(Coordinate annotation entries)
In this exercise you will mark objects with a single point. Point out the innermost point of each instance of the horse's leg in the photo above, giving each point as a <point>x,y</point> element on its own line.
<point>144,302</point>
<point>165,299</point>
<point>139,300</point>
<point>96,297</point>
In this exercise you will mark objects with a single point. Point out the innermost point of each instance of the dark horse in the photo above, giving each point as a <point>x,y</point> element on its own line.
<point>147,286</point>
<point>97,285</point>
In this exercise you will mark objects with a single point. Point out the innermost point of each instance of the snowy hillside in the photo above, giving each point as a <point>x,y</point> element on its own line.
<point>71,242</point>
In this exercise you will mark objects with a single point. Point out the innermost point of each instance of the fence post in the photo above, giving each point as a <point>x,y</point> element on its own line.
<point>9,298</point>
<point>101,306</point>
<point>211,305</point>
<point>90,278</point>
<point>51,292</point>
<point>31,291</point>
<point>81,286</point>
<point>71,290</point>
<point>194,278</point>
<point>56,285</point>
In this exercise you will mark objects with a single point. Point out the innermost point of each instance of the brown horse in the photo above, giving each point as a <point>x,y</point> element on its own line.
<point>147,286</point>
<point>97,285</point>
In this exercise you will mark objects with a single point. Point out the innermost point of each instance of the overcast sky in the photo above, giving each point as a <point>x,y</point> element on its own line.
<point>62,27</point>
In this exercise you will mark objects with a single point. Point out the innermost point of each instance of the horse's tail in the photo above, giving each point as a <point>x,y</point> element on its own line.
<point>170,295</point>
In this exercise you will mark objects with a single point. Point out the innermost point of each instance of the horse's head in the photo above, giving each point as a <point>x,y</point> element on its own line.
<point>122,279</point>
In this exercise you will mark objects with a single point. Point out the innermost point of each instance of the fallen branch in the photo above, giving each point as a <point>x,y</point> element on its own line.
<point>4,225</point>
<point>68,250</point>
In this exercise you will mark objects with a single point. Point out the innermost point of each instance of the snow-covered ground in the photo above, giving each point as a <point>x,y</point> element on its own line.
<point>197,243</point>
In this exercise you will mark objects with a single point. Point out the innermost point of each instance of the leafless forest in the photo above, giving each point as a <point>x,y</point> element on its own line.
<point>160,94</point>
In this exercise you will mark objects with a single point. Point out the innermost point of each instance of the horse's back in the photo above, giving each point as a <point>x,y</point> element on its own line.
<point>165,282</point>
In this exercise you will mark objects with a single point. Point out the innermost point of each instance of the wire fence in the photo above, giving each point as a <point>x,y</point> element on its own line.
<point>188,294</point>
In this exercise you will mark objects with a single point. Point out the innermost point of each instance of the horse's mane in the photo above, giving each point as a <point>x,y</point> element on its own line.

_Stated exercise_: Extract every row above and reproduce each one verbatim, keeping the original order.

_Written response_:
In this exercise you will mark objects with a single point. Point out the innermost point of each instance of the horse's leg in the photo above, giving each point as a <point>x,y</point> element on its own line.
<point>144,302</point>
<point>165,299</point>
<point>139,300</point>
<point>96,297</point>
In this exercise you will mark objects with a single point. Point out the innermost point of each instance of the dark horse in the photo above, giving each point as a <point>x,y</point> element on its own line.
<point>147,286</point>
<point>97,285</point>
In this exercise you will mark objects with a single point. Point out the innermost point of each instance of the snowy hillside in the photo above, giving each point as a <point>x,y</point> element on its own line.
<point>71,242</point>
In this exercise you will mark objects with a single point. Point out the innermost point of each instance of the fence post in the photo above, giving each point as a <point>x,y</point> element on its own line.
<point>9,298</point>
<point>101,306</point>
<point>211,305</point>
<point>90,278</point>
<point>51,292</point>
<point>31,291</point>
<point>81,286</point>
<point>71,290</point>
<point>194,278</point>
<point>56,285</point>
In this exercise you will mark objects with a single point. Point out the innermost point of each instance of the brown horse in the photo above, giving each point as a <point>x,y</point> element on its own line.
<point>147,286</point>
<point>97,285</point>
In this exercise you will mark objects with a single point. Point out the innermost point of each instance of the overcast sky in the photo above, giving each point as a <point>x,y</point> element on its own line.
<point>62,27</point>
In this exercise you will mark objects with a single point. Point out the innermost point of each instance of the horse's tail in the photo above, giving each point as a <point>x,y</point> element on its own line.
<point>170,295</point>
In this exercise you will mark objects with a single point. Point out the innermost point of each instance of the horse's head in the photo above, giving each point as a <point>x,y</point> element on its own line.
<point>122,279</point>
In this exercise you will mark objects with a single point. Point out the innermost point of each instance of the fallen branch in the photo above, giving each point as a <point>x,y</point> element on its own line.
<point>4,225</point>
<point>68,250</point>
In this exercise you will mark objects with a single point. Point out the innermost point of each instance of the snow-covered ground in the photo above, giving each point as a <point>x,y</point> element on its own line.
<point>197,243</point>
In this exercise you will mark objects with a single point. Point out the innermost point of each instance of the leafless forest in the photo above, giving each point as a <point>x,y</point> element on its own line.
<point>160,94</point>
In this exercise you will mark objects with a single point. Point out the innermost point of each instance of the horse's back in the photo above, giving each point as a <point>x,y</point> element on its own line.
<point>165,282</point>
In this exercise you will mark objects with a single point. Point out the innermost point of each instance of the wire fence in the photo above, giving each point as a <point>x,y</point> element on its own line.
<point>188,294</point>
In this exercise you will mark objects with a single point. Point out the innermost point of each instance of the horse's mane in the photo above, giving each point as a <point>x,y</point> element on its own line.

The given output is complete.